**Written request:**
From the material below, extract the lines from the one containing "Return one point per instance of the mare's hind" to the one containing "pixel 602 492", both included, and reproduce them verbatim.

***** Data provided

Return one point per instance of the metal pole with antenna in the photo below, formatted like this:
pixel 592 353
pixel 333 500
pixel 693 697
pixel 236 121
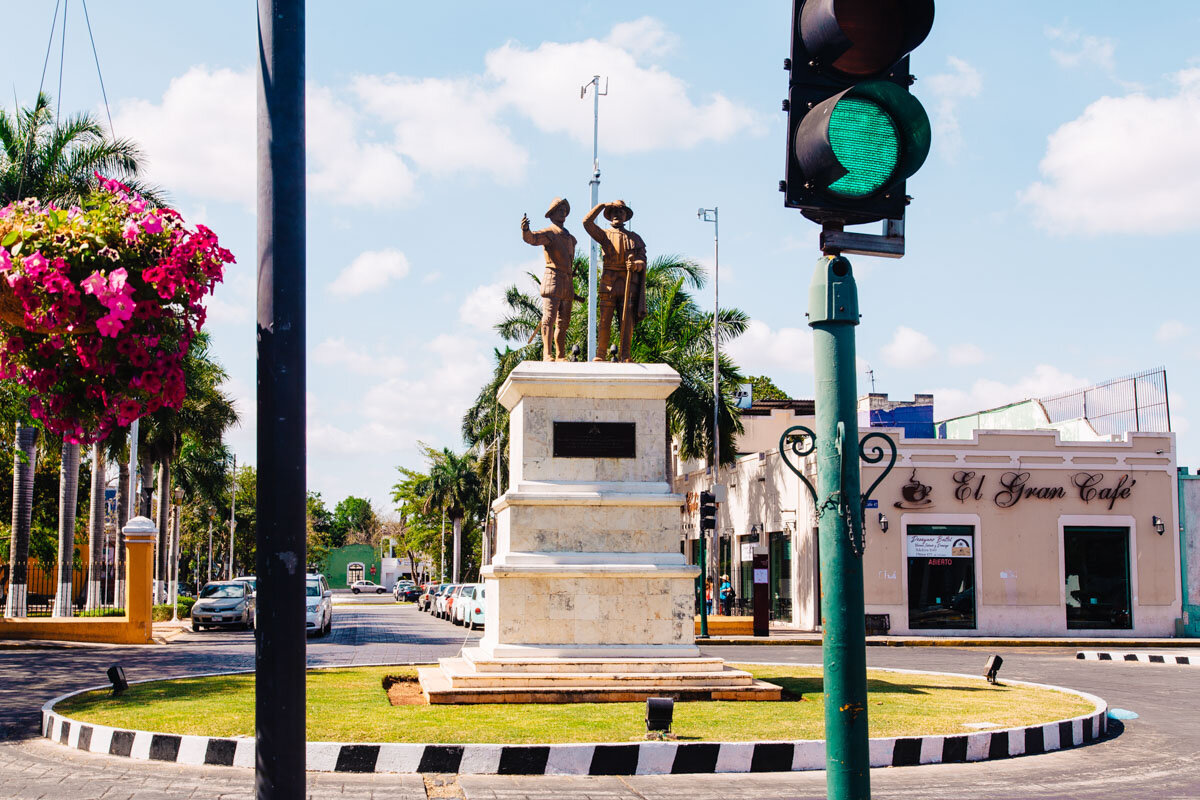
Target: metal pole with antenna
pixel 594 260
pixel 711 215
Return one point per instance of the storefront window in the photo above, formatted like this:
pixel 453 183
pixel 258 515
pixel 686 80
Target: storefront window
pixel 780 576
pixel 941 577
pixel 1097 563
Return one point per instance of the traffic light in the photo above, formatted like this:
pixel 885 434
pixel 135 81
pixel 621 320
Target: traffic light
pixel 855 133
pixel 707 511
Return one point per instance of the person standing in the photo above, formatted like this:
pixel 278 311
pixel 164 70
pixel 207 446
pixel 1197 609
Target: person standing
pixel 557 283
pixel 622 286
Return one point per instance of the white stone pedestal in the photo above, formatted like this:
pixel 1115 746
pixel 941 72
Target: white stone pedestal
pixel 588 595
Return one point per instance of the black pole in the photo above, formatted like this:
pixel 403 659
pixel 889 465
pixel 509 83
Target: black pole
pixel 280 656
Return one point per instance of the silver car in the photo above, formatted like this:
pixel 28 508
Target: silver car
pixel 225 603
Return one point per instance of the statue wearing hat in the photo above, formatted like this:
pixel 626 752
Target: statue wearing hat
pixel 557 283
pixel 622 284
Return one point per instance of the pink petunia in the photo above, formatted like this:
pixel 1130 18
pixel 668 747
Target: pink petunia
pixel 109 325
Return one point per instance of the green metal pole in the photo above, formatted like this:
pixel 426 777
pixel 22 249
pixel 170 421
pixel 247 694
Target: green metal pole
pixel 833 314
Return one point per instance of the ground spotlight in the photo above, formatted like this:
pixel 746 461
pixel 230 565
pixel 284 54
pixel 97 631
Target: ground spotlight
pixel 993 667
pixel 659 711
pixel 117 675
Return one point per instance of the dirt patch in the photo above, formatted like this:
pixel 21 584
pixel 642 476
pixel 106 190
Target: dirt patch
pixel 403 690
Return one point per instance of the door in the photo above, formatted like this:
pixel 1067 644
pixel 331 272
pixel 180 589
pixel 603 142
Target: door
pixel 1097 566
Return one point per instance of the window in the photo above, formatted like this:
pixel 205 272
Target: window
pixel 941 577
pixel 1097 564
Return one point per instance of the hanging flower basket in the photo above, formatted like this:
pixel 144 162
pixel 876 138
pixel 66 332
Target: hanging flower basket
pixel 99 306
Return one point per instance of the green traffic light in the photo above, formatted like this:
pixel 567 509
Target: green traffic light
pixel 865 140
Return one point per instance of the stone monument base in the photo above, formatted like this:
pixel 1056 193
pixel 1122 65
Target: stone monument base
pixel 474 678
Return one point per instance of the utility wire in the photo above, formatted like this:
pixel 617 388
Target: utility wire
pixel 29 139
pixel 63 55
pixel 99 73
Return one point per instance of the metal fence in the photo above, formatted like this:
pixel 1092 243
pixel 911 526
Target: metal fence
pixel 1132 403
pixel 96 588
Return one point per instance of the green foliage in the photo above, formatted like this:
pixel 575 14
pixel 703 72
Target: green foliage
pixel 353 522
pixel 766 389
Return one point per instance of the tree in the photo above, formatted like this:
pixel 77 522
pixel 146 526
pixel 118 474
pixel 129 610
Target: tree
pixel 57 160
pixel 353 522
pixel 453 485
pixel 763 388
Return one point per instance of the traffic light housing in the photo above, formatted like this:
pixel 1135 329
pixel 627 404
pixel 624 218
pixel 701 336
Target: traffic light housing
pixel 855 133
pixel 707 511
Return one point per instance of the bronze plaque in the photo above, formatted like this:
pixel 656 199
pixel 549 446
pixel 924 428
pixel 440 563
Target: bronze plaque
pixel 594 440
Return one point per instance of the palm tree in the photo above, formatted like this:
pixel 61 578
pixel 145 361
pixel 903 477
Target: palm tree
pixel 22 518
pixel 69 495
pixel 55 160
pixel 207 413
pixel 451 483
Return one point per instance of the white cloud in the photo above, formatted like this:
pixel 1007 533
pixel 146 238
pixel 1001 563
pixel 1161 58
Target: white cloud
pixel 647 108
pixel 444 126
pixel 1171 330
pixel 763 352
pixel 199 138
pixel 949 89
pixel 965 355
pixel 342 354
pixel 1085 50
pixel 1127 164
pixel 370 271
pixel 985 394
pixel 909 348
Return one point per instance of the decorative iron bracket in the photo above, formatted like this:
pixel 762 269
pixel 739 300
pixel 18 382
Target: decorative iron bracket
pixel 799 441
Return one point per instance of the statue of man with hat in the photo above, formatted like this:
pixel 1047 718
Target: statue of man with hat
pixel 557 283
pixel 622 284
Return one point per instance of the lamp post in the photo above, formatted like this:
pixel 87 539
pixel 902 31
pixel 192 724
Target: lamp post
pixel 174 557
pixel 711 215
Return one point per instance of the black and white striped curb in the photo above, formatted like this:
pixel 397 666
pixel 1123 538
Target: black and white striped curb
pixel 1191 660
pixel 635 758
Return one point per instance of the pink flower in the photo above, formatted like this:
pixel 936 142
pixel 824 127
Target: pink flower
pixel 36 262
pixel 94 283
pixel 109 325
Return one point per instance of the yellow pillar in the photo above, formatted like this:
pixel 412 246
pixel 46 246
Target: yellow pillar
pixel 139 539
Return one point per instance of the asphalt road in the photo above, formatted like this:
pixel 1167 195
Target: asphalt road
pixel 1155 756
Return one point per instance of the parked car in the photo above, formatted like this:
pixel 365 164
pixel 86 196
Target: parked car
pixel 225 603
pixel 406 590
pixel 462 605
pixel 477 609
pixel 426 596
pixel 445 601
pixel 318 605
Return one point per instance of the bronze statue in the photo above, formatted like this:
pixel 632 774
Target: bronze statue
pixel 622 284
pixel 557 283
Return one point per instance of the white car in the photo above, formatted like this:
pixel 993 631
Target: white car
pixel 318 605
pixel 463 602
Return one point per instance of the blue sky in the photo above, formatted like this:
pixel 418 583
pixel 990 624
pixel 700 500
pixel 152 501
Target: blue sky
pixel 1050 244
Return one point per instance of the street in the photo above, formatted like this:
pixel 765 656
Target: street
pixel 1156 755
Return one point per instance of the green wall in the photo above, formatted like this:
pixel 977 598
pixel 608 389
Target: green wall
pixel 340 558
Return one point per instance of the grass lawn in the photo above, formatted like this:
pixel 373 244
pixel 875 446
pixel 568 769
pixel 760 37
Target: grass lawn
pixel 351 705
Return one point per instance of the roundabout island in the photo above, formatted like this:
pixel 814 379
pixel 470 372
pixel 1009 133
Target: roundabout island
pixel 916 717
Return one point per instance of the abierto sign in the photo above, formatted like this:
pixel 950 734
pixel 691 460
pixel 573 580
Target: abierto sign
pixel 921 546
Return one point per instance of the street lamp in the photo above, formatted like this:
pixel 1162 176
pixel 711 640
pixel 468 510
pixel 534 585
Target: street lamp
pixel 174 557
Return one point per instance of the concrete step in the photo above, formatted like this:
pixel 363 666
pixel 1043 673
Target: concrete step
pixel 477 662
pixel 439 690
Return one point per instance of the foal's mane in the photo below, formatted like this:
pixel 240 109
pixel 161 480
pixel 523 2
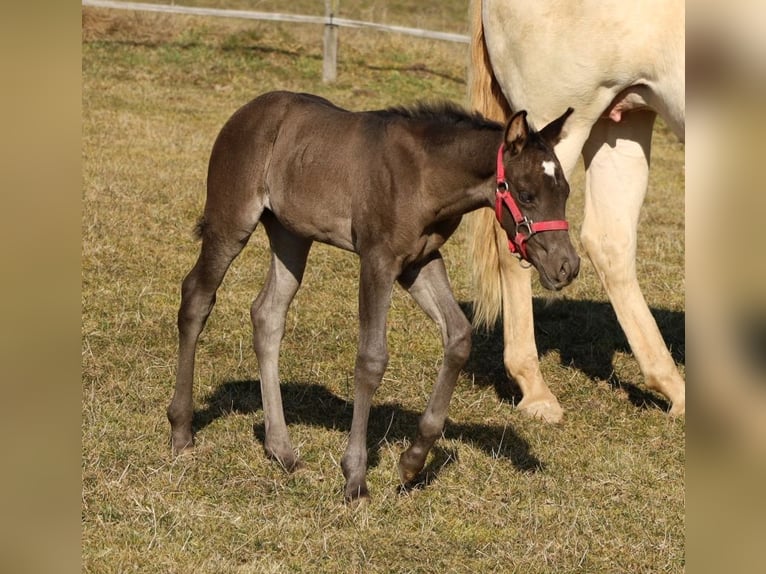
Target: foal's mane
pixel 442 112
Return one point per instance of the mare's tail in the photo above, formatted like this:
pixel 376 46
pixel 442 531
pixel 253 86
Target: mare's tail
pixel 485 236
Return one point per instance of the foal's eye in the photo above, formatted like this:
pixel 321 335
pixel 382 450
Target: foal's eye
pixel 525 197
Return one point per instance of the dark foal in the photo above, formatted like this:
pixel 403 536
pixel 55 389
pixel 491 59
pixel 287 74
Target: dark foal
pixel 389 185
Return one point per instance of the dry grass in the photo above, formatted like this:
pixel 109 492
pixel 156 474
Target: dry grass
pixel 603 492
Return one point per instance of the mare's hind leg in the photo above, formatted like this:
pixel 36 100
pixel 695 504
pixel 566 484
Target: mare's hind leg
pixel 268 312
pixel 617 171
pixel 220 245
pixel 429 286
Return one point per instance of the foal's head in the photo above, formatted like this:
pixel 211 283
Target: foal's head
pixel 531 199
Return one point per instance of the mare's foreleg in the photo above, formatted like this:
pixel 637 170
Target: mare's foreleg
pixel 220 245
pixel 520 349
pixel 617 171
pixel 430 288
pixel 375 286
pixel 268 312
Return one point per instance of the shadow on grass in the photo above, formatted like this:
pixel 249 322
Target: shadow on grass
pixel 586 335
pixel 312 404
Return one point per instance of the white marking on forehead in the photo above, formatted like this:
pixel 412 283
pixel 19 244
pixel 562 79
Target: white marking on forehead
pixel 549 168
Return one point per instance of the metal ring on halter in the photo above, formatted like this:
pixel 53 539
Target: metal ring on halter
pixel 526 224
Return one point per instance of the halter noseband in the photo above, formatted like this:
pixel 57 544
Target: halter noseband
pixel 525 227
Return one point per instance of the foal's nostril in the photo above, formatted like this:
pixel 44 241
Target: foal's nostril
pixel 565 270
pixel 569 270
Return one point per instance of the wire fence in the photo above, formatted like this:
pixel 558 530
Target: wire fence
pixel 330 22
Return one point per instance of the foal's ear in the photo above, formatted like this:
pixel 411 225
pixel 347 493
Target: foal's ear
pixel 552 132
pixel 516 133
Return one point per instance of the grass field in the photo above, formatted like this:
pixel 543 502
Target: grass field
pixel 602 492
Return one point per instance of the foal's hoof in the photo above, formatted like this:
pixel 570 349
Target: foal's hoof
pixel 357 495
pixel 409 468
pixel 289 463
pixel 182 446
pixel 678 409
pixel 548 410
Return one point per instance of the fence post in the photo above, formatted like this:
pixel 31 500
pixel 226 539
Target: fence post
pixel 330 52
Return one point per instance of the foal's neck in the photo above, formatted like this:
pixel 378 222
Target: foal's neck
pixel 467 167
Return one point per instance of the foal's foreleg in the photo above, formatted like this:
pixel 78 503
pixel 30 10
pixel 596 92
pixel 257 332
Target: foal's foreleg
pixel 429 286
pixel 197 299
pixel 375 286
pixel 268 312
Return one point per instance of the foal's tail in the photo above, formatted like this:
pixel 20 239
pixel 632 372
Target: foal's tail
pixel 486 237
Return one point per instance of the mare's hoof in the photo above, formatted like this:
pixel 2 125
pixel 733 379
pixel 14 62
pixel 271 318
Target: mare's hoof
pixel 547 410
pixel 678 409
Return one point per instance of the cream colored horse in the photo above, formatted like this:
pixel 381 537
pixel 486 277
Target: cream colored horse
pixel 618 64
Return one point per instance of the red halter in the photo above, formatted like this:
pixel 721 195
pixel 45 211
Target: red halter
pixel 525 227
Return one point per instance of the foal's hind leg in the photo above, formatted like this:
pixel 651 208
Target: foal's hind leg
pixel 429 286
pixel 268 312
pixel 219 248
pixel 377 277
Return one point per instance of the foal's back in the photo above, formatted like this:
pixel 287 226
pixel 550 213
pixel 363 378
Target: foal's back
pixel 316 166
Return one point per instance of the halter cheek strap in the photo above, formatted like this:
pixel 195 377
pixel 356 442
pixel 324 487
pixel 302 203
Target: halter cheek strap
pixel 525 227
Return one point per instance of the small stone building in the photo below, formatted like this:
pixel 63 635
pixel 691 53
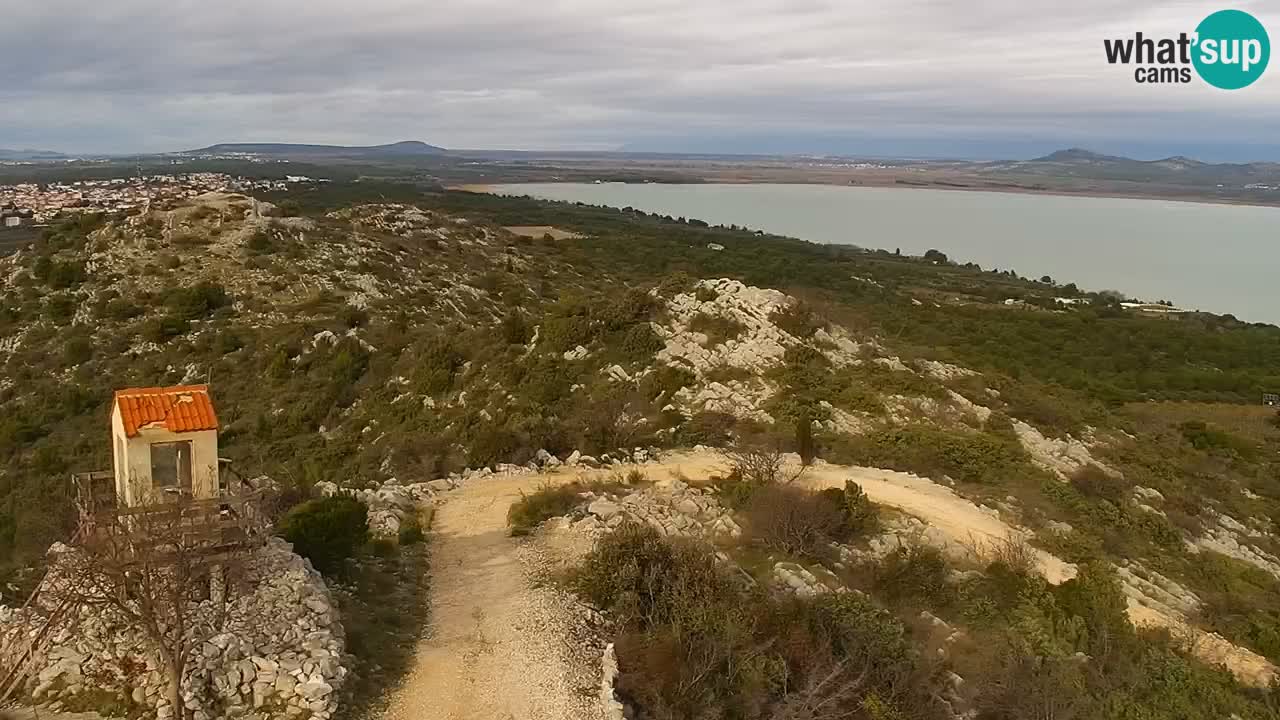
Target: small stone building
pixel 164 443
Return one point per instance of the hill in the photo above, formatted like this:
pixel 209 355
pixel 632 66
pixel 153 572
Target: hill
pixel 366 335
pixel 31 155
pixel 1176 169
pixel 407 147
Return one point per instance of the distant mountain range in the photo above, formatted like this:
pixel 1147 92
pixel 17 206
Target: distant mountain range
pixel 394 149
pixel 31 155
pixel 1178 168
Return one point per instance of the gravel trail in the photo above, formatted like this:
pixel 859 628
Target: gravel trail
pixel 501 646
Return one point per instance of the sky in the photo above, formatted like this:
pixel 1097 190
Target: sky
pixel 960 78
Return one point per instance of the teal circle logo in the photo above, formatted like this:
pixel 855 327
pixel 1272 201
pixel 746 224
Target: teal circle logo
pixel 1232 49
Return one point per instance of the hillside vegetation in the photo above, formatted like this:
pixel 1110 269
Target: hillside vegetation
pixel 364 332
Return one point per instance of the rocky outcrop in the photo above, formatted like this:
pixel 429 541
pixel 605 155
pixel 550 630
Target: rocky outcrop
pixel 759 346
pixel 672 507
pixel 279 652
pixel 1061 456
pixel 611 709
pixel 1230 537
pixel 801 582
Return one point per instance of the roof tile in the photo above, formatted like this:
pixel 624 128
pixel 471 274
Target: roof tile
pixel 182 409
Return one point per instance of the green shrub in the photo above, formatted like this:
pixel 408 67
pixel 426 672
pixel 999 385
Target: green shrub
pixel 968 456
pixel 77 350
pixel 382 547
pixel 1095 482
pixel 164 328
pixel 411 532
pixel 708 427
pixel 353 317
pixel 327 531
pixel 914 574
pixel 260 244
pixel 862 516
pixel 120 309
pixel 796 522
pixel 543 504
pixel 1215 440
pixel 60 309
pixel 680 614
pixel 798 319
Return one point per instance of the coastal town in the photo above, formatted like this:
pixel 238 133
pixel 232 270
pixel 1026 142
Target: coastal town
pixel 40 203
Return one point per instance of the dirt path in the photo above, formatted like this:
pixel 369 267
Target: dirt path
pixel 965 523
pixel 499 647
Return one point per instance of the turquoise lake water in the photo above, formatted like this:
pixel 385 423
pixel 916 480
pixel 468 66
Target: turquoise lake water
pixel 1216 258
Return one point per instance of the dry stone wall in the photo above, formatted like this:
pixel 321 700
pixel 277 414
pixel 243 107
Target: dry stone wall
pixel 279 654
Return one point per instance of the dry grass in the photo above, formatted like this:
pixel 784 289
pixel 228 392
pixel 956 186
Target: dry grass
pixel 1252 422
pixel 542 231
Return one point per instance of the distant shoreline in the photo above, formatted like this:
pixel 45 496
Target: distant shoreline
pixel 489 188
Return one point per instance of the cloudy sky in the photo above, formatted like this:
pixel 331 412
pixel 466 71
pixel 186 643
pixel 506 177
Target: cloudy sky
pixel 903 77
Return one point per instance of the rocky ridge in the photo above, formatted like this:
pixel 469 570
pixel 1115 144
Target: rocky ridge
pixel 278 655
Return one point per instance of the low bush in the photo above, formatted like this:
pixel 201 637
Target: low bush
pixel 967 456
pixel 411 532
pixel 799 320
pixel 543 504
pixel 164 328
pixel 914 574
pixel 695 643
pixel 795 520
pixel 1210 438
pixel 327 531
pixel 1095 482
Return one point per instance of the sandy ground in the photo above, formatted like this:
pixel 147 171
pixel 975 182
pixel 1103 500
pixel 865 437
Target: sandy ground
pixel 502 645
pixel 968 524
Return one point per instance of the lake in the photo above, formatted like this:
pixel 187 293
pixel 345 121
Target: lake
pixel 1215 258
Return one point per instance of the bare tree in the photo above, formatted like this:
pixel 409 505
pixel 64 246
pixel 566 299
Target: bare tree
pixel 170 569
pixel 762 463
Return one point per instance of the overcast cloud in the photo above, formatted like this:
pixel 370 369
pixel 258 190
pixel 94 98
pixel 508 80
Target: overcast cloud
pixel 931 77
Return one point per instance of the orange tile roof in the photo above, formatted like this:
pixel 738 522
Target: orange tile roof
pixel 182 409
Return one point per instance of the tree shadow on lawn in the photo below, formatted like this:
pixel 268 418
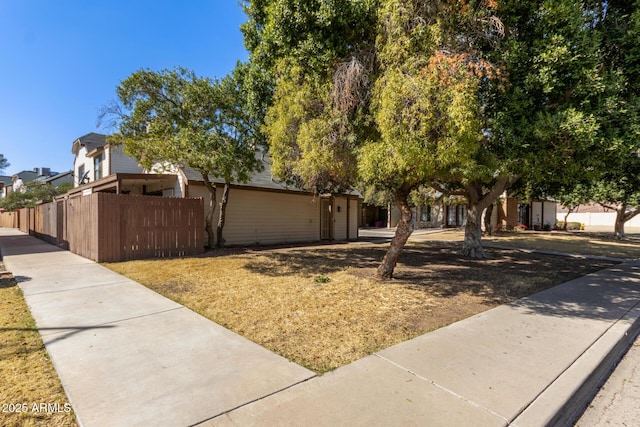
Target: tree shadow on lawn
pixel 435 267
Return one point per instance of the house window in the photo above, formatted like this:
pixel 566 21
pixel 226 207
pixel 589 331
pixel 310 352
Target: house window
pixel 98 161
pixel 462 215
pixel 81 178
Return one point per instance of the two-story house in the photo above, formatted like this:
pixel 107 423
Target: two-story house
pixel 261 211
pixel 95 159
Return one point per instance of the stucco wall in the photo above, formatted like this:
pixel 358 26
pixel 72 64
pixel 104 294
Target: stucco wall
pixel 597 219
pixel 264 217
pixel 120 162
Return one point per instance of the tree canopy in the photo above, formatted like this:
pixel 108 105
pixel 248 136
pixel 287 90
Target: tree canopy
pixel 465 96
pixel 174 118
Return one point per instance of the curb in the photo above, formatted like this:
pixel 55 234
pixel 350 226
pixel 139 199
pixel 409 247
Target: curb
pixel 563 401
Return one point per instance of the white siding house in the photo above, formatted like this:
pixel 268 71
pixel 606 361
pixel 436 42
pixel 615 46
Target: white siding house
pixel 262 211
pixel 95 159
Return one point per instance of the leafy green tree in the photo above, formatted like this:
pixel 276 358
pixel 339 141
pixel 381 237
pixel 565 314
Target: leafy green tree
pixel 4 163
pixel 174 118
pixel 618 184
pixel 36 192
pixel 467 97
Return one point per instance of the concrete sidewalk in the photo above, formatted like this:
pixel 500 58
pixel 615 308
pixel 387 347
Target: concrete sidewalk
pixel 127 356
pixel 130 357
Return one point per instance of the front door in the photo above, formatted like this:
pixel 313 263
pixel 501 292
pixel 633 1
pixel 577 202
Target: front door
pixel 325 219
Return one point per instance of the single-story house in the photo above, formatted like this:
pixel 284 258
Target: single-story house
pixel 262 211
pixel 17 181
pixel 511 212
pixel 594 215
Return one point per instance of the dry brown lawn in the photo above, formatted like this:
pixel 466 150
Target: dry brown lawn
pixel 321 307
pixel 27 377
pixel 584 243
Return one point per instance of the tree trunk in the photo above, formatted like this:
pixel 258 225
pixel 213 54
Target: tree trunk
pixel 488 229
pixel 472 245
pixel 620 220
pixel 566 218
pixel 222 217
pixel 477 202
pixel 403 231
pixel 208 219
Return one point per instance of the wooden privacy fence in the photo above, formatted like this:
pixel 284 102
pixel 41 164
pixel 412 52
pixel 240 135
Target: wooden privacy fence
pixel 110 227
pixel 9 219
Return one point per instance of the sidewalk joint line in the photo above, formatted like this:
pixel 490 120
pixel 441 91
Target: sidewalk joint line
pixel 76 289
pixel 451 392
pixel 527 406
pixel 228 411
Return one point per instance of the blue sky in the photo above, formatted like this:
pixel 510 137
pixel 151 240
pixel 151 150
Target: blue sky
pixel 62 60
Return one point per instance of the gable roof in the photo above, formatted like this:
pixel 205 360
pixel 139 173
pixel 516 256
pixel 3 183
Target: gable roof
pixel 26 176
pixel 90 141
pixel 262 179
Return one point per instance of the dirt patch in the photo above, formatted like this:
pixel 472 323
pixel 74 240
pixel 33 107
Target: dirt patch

**********

**Solution to this problem:**
Return one point per instance of the mare's hind leg in the photo above, formatted like this:
pixel 36 100
pixel 695 504
pixel 566 484
Target: mare's hind leg
pixel 268 312
pixel 617 171
pixel 220 245
pixel 429 286
Return one point per instance of the foal's head in the photo above, formatted like this:
pixel 211 283
Target: foal's head
pixel 531 199
Return one point per instance of the mare's foreleg in the photo above, formatted like this:
pixel 637 170
Target: mare's foreleg
pixel 220 245
pixel 520 349
pixel 617 171
pixel 430 288
pixel 375 286
pixel 268 312
Return one point per instance of the shadow on grass in the photo above, formatted like this:
pixel 249 322
Target: shadow on grass
pixel 586 335
pixel 312 404
Return one point per instance of the white marking on forehead in the photo above, formatted like this:
pixel 412 283
pixel 19 244
pixel 562 79
Target: white marking on forehead
pixel 549 168
Return one point per instance of the metal ring on halter in the photo above, formatted like this:
pixel 53 539
Target: metal ring on halter
pixel 526 224
Return one point per instance of the halter noseband in the photo above, formatted like this:
pixel 57 544
Target: halter noseband
pixel 525 227
Return one point per instance of the foal's nostril in the photo above, formatted like this:
pixel 44 241
Target: foal's nostril
pixel 565 270
pixel 569 270
Return one point per instance of the wire fence in the photo above, formatted like this:
pixel 558 530
Target: wire fence
pixel 330 22
Return one point per instance of the foal's ear in the photo above, formatted like this:
pixel 411 225
pixel 347 493
Target: foal's ear
pixel 552 132
pixel 516 133
Return one point per instance of the grass field in the photo above, formatted like this:
pixel 543 502
Target: grass field
pixel 602 492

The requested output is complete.